-- Begin DATA --

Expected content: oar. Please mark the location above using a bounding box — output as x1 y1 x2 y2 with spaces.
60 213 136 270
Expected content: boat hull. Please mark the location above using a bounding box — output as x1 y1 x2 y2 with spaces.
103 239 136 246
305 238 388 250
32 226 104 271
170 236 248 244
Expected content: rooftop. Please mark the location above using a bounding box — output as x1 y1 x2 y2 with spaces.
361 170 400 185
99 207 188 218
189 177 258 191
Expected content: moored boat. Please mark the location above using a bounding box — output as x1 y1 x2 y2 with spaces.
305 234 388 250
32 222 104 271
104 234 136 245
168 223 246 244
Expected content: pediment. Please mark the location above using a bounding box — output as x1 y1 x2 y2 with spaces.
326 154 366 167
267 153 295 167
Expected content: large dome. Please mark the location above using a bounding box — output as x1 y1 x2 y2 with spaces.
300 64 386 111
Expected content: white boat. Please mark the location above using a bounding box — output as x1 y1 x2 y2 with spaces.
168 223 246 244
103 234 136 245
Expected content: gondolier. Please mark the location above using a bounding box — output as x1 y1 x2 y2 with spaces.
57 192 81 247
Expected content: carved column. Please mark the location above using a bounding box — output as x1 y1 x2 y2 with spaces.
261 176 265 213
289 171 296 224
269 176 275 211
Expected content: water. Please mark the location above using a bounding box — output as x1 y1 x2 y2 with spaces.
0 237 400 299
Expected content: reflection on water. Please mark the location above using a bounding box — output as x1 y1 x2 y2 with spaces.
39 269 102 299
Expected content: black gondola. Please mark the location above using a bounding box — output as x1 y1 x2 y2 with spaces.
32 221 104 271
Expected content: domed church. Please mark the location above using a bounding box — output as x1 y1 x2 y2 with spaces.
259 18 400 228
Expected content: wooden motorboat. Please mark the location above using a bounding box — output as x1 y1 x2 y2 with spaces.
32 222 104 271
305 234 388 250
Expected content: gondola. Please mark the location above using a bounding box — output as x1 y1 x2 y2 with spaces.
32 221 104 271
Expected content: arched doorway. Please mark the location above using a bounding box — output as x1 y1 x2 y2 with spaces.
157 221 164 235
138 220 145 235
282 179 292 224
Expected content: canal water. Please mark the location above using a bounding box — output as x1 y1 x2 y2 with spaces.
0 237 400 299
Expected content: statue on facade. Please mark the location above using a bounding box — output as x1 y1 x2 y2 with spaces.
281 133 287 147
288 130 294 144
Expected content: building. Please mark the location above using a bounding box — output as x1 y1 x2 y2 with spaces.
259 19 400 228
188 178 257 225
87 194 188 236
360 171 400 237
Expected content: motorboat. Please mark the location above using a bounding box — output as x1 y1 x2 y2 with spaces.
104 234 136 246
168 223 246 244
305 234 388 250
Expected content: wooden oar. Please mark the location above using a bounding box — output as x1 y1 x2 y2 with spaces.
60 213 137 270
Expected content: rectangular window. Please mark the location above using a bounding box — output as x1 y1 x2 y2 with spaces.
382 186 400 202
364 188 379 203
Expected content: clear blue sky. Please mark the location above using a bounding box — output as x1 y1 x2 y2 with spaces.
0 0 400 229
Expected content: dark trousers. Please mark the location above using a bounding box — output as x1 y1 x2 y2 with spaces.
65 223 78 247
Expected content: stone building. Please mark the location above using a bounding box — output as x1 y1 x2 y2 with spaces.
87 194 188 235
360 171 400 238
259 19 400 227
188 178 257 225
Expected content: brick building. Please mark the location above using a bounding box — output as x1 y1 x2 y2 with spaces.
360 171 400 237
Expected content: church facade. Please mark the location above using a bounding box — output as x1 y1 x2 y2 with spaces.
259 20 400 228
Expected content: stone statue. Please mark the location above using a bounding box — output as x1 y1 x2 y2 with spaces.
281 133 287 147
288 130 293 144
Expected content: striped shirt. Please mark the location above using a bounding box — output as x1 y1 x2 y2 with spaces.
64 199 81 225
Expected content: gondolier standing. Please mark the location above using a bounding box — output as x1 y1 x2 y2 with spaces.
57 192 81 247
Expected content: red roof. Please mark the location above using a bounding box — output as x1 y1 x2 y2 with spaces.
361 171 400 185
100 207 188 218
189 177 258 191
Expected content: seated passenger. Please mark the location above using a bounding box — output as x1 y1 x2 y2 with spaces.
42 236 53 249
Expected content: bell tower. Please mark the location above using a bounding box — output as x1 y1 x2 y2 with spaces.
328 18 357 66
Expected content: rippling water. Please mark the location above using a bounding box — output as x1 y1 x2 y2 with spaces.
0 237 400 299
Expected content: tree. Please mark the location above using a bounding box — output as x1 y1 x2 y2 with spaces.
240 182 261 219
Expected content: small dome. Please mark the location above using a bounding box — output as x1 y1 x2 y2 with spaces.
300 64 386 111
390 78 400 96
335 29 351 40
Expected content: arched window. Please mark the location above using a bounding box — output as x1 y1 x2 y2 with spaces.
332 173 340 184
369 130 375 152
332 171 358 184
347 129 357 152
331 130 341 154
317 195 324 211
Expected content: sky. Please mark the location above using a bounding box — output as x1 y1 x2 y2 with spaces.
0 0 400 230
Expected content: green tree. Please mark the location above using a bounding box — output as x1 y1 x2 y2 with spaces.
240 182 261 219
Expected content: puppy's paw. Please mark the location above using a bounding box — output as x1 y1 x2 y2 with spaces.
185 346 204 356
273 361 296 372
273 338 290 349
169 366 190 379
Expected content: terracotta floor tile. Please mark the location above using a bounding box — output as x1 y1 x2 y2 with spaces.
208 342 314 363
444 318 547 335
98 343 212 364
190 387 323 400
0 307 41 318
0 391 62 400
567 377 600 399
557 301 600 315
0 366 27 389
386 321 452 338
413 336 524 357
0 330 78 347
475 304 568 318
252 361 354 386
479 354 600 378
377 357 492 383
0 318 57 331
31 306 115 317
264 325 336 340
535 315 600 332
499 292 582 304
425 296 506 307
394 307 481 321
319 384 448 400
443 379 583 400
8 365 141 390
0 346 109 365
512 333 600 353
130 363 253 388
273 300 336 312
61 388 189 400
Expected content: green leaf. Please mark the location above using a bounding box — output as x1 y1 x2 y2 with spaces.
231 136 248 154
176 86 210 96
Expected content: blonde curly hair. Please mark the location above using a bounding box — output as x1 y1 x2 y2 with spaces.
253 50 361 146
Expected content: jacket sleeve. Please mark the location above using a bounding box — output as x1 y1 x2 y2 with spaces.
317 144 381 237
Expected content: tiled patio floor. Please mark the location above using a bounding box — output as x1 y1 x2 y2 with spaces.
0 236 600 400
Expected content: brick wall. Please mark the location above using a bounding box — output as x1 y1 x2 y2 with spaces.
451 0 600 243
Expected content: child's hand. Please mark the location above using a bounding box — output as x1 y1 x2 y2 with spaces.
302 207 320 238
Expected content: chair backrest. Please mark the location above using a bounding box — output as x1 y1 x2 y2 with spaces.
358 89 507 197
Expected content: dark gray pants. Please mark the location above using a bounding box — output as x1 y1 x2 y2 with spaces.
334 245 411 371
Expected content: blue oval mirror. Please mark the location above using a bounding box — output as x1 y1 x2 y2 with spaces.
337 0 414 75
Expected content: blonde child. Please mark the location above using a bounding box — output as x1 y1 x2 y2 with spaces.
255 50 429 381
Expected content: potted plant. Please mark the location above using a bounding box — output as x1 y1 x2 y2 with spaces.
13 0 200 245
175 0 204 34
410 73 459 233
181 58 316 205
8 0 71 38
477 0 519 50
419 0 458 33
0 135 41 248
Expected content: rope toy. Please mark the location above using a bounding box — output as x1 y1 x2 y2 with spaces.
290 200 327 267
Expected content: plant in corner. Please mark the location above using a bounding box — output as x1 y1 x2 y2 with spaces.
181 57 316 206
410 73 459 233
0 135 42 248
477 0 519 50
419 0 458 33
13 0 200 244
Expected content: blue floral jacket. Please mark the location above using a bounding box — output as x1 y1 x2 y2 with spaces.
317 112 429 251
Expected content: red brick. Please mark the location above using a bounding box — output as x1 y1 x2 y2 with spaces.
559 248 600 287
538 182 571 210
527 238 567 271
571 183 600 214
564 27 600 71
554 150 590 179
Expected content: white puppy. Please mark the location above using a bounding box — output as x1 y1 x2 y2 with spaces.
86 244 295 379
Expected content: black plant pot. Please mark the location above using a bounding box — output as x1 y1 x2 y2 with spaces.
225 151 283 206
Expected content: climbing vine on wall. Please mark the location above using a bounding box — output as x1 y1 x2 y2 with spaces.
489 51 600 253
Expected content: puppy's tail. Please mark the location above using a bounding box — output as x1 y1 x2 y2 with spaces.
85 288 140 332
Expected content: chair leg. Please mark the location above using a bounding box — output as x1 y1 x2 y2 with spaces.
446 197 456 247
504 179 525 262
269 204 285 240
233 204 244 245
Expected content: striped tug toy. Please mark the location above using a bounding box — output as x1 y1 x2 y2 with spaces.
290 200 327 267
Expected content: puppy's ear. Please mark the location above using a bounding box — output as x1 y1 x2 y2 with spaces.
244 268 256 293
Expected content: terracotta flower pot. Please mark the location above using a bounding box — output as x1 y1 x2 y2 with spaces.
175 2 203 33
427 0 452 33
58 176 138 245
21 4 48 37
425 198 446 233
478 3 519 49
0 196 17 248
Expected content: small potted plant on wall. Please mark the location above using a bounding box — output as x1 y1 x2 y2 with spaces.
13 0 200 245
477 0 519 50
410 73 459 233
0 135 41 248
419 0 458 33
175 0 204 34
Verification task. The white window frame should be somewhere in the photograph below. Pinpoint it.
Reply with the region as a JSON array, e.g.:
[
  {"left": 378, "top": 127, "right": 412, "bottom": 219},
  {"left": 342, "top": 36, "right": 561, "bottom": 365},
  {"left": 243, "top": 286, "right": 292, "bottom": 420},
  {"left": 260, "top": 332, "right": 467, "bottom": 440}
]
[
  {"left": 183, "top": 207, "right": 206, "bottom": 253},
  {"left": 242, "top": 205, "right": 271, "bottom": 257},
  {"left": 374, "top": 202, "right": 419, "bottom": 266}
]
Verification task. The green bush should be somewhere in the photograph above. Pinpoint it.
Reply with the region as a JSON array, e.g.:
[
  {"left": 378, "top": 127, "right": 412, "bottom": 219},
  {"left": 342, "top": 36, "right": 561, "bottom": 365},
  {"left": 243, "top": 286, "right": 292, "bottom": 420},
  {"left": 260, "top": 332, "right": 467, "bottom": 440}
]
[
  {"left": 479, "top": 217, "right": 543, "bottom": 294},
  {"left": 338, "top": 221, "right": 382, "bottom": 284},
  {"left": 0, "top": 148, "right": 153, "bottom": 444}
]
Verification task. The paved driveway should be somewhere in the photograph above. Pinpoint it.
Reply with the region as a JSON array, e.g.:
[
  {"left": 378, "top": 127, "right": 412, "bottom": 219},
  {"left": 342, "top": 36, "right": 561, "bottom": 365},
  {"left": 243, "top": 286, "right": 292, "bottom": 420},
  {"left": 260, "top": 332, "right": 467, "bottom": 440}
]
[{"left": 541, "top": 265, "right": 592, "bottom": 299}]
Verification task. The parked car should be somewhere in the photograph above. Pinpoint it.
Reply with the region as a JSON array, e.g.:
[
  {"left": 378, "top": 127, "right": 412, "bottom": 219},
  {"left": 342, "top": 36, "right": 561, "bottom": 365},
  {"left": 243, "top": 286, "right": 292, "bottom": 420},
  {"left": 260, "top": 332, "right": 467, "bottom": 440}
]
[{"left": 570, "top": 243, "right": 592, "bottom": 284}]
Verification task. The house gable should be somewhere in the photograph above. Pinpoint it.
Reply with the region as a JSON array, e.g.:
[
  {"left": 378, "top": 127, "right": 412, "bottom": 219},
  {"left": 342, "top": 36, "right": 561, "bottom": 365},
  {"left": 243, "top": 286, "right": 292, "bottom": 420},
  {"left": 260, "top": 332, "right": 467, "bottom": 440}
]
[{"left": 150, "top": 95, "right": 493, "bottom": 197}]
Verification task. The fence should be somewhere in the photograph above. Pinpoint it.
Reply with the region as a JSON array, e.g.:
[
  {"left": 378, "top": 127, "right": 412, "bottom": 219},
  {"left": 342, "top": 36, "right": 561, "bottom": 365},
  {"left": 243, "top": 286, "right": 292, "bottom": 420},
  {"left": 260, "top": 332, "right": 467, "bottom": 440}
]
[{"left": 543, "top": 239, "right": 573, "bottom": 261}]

-- End DATA --

WORK REQUIRED -
Pull out every line of the data above that contains the string "building".

PROBLEM SOLUTION -
Expected content: building. Please mark the location above using a bounding box — output as x1 y1 x2 y2 with spaces.
Expected content: stone building. Please mark the location above using a bounding box — output as x1 y1 x2 y2 with spaces.
Expected content: brick building. Please mark the location above using a bounding box — output as x1 y1 x2 y2 with spaces.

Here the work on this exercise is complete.